[Date Prev][Date Next][Thread Prev][Thread Next][Date Index][Thread Index]

Re: ISO 2022 versus UTF-8 autodetection heuristics




Markus -

> Bram Moolenaar wrote on 1999-11-03 12:38 UTC:
> > >   The ISO 2022 code for announcing UTF-8 is
> > > 
> > >     ESC %G
> > 
> > Hmm, this means that actual characters are used here.  The application must
> > know about this, to avoid that they are interpreted as ordinary text
> > characters.  That will make it more difficult for older programs, and can
> > break some things.  Escape codes can have nasty side effects when sent to a
> > terminal.
> 
> There exists a strict syntax for ESC codes specified in ECMA 35 and ECMA
> 48 (ISO 2022 and ISO 6429). This allows applications to reliably jump
> over ESC sequences that that do not know. In a nutshell, an ESC sequence
> starts with ESC and ends with a letter (see the standards for the
> precise details). This is widely implemented in terminal emulators (at
> least in the good ones where the authors read the standards ;-).

Read which standard?  This can't be the only one.  Why else would there be a
termcap/terminfo database with so many entries?

Anyway, I don't know a single application that ignores these escape sequences.
Try "grep %G" on the file that includes the ESC %G from above.

* **Data extract**
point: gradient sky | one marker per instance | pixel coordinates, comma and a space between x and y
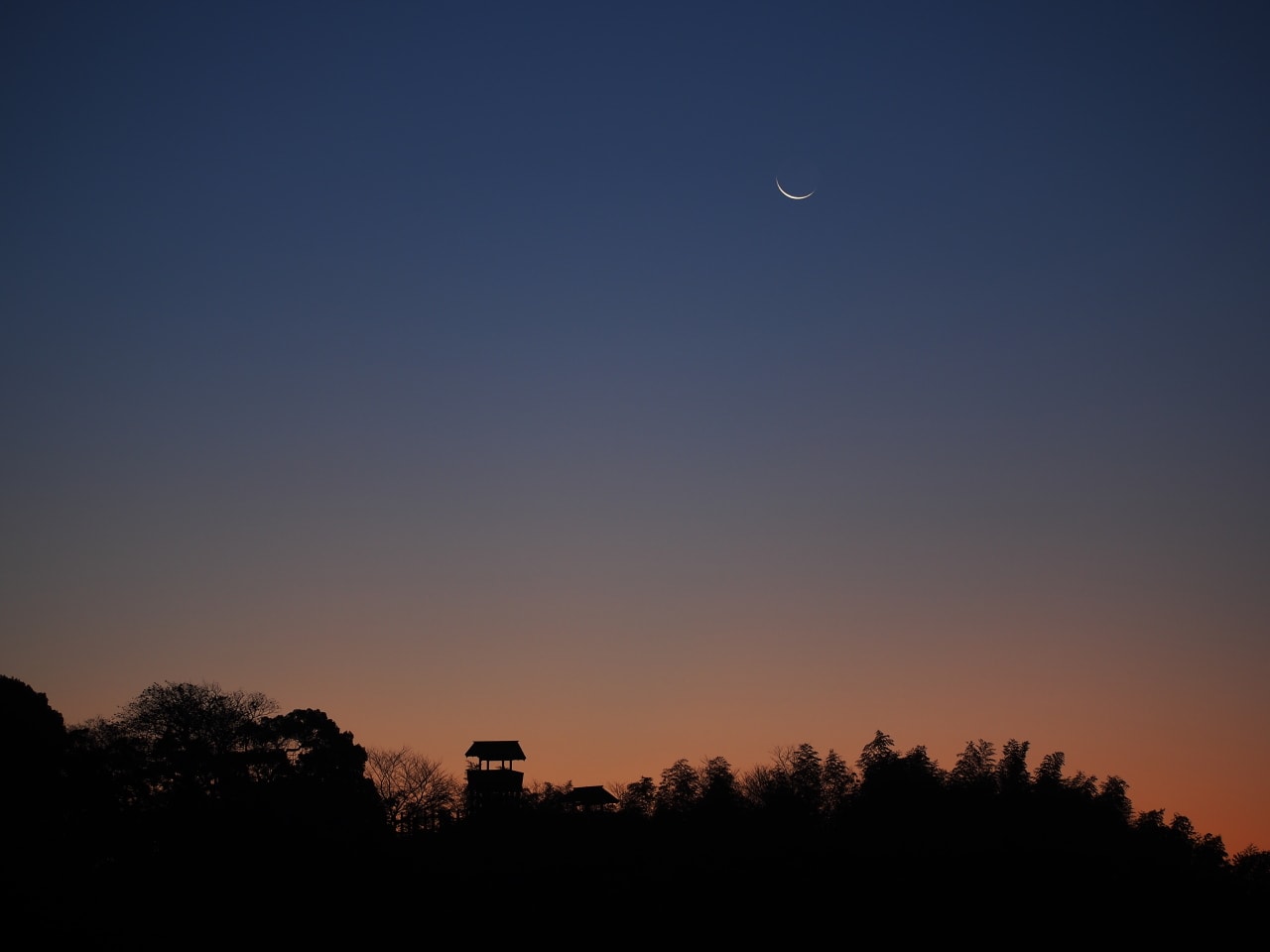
460, 371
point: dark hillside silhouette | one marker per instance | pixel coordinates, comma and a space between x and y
199, 805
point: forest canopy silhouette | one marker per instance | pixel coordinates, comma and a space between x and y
199, 793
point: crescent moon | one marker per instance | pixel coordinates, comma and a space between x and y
797, 198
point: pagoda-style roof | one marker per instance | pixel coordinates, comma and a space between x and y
499, 751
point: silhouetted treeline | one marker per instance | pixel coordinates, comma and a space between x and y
202, 802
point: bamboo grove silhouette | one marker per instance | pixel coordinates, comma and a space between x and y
208, 806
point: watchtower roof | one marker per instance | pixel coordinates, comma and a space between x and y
495, 751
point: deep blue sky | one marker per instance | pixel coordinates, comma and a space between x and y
368, 353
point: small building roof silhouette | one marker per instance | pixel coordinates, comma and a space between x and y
495, 751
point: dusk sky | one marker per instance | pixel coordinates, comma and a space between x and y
460, 371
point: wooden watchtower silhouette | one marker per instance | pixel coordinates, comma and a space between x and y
490, 785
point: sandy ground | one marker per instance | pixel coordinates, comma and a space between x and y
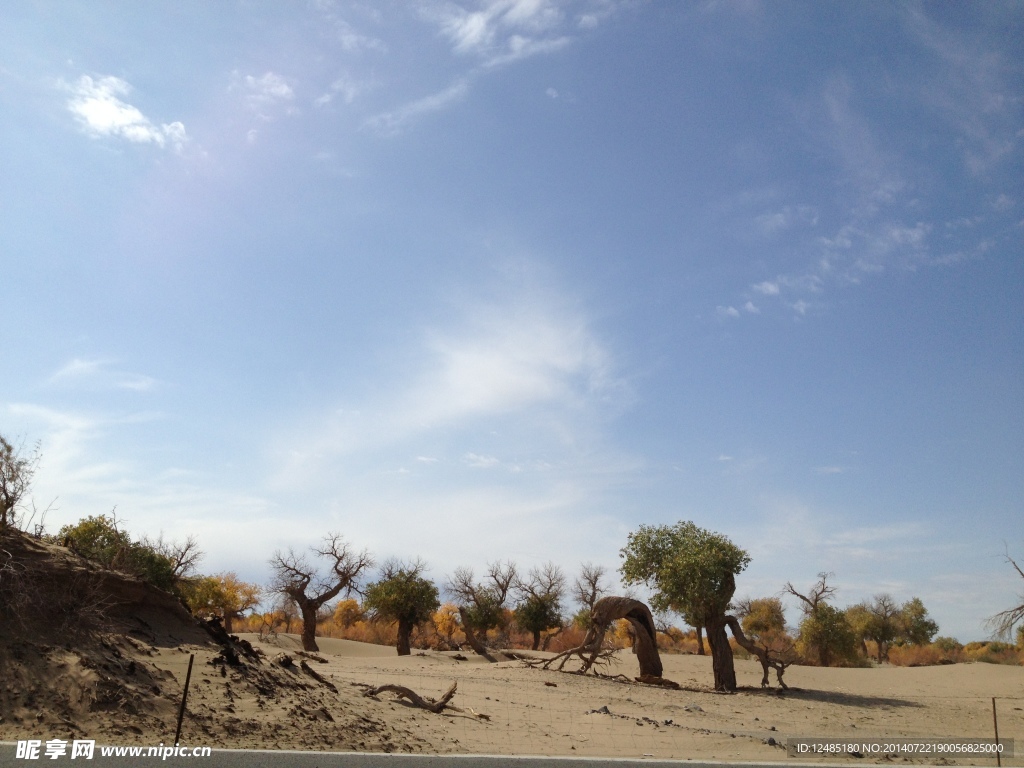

* **Written tasks**
a) According to the ISO 2022 post, how does an ESC sequence start and end?
b) Duplicate the ISO 2022 post starting with "Read which standard?" and going on through "these escape sequences.".
The entries come from a different source than the ISO 2022 post.

* **Final answers**
a) An ESC sequence starts with ESC and ends with a letter.

b)
Read which standard?  This can't be the only one.  Why else would there be a
termcap/terminfo database with so many entries?

Anyway, I don't know a single application that ignores these escape sequences.